#### [About this exercise]
Transcribe the part of the Soran bio below that begins at the words "Throughout the record, Soran" and stops after the words "at the lead.".

(Provided passage begins)

SORAN
ABOUT
Montreal-based pop savant Soran understands how to dismantle sorrow. When you find yourself alone, life chewing you to pieces, the walls of the world enveloping around you - making art can feel like an explosive way through the dark. “Every song should be made with that excitement, that playfulness, or else just don’t do it,” he says with a coy smile. Soran’s brand new LP, Loneliness Confetti, more than lives up to that promise. Dripping with ‘80s-vintage synthpop bliss, Prince swagger, and maximalist modern pop wonder alike, the eight-track set is the latest statement from a rapidly ascending multi-instrumentalist, songwriter, and lyricist stepping further into the spotlight.
Throughout the record, Soran picks out touchstones of pop’s finest moments of the last fifty years and pushes them through his own patented kaleidoscopic view. “Trophy Boy” bolsters its lyrics on a marshmallow-soft production bed, a track that fuses a ‘70s teenage love anthem into a Beach House dream pop wonderland. The title track taps into some ‘80s Eurythmics synth tones to bolster its postmodern open-hearted anxiety. Elsewhere, the sweetly swaying “Anna” digs into a Beatles or Kinks groove, but with a Tatsuro Yamashita-esque romantic falsetto at the lead.
“These songs are just like time capsules, a place to contain so many ideas at once,” Soran says. The joy of having someone as multifaceted, as talented, and as bright-eyed as Soran encapsulating that time means that even the most weighted moments can be infused with pure life and love. Never content with an unforgettable hook or dense production wonderland, Loneliness Confetti continues to unfold and expand, each listen uncovering some new joy while ingraining its earnest lyrics deep in the heart.

(Provided passage ends)
(Entries provided begins)

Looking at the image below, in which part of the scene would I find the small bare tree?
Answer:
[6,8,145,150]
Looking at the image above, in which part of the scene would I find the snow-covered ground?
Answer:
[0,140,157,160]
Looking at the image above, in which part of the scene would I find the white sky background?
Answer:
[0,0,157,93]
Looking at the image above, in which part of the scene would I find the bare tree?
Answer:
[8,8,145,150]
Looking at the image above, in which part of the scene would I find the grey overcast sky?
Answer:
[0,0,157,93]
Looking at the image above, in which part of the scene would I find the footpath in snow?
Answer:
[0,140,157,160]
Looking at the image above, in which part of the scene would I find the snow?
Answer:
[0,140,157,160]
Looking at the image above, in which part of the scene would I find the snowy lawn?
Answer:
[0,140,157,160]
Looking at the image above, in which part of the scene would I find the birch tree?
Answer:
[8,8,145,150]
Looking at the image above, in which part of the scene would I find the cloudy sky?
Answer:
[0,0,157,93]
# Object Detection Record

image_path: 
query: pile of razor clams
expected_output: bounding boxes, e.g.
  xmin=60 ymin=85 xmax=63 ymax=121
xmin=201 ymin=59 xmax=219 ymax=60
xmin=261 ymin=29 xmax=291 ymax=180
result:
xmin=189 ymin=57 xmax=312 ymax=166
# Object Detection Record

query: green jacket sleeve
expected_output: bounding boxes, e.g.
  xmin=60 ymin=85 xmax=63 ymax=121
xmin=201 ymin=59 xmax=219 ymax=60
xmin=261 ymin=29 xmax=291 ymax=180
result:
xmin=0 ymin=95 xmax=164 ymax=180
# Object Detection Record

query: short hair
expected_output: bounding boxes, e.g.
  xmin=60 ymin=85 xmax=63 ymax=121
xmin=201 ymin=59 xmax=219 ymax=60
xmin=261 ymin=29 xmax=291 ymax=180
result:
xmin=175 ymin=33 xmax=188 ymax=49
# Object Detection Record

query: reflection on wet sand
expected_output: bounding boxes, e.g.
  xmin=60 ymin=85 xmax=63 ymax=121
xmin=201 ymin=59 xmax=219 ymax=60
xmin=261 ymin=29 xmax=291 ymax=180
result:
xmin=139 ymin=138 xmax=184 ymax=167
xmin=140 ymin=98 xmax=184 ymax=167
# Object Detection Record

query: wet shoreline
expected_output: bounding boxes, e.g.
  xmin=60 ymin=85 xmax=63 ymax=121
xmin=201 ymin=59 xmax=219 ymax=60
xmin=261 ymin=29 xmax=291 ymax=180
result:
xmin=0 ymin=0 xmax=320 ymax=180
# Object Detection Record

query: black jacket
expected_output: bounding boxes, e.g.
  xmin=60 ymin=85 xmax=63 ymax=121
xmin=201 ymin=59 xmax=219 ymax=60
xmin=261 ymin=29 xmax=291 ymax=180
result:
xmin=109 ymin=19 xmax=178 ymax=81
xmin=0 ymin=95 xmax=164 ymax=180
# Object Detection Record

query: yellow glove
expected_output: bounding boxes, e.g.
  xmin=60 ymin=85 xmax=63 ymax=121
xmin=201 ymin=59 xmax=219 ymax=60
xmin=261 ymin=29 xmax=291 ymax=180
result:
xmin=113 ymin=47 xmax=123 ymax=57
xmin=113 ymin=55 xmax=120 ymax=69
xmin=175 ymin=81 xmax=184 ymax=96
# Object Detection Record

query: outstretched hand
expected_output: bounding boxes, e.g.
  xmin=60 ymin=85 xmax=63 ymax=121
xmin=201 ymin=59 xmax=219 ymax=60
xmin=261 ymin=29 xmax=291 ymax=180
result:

(Entries provided ends)

#### [Answer to this exercise]
Throughout the record, Soran picks out touchstones of pop’s finest moments of the last fifty years and pushes them through his own patented kaleidoscopic view. “Trophy Boy” bolsters its lyrics on a marshmallow-soft production bed, a track that fuses a ‘70s teenage love anthem into a Beach House dream pop wonderland. The title track taps into some ‘80s Eurythmics synth tones to bolster its postmodern open-hearted anxiety. Elsewhere, the sweetly swaying “Anna” digs into a Beatles or Kinks groove, but with a Tatsuro Yamashita-esque romantic falsetto at the lead.